- [DOCUMENT SECTION]

■ ■ ■

"Finances with Wolves" is the eleventh episode of the second season and the eighteenth overall episode of the animated comedy series American Dad!. It aired on Fox in the United States on January 29, 2006, and is written by Neal Boushell and Sam O'Neal and directed by Albert Calleros.

In the episode, despite Stan's objections, Francine realizes a long-standing dream of opening a kiosk at the Langley Falls Mall to sell her muffins, while Hayley becomes an eco-warrior to fight the mall's expansion. Meanwhile, Stan decides to give Klaus a new human body so Klaus can cook for him; and Steve thinks he's a werewolf.

Plot
After receiving a hefty bonus from work, Stan buys extravagant gadgets while Francine pleads for her dream kiosk at the mall. Upset about his lack of support, Francine opens a muffin shop without his approval and gives Stan a taste of life without a housewife. In a desperate move, Stan puts Klaus' brain back into a human body - that of the frontman of an Earth, Wind & Fire cover band who was abducted by the CIA in retaliation for ripping them off at the summer mixer - thinking that Klaus will cook breakfast for him only to discover it was a huge mistake as Klaus takes Stan hostage, steals Stan's cash and then gets rid of his former goldfish body by flushing it down the toilet. Klaus then sets out to win over Francine. Meanwhile, Steve is convinced he's a teen werewolf after watching a horror film and being attacked randomly by a wolf. In actuality, Roger adopted a wolf from the woods (after accidentily killing his sea monkeys), named it "Felicity" and, in the night, it killed another animal and covered Steve's room with blood. Another night, Steve and his friends go into the woods for his friends to kill him with a silver bullet; the actual wolf shows up and, in a confusing situation, they wind up thinking a silver bullet restored Steve to his normal self and separated the wolf from his body.

■ ■ ■

- [SOURCE MATERIAL]

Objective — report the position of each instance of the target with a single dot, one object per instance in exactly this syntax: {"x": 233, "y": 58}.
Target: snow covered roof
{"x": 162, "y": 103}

■ ■ ■

- [TASK DETAILS]
Write the next part of the summary of the American Dad! episode "Finances with Wolves," starting after its last sentence.

- [THE RESULT]
Klaus, after some quick preparations, seduces Francine at the mall before Stan arrives, revealing the ruse; but an eco-terrorist friend of Hayley sets off a series of bombs, blowing up a statue of Chief Shop-a-holic in the mall. Klaus dives out of the way to protect his new body; Stan, however, pushes Francine out of the way, but the statue piece hits his clock necklace of Stan's, ruining it but keeping Francine and Stan safe. Hayley's eco-terrorist friend is then placed under arrest. Francine becomes proud that Stan had saved her, and they reconcile. Klaus' body is half-crushed by a large piece of the statue, and near death he pleads with Stan to save his life. Francine also pleads with Stan to save Klaus' life, thinking he has learned his lesson about attempting adultery. Stan says the CIA has no more abducted people, so he purchases a goldfish from the mall pet shop and places Klaus' mind in it to save his life.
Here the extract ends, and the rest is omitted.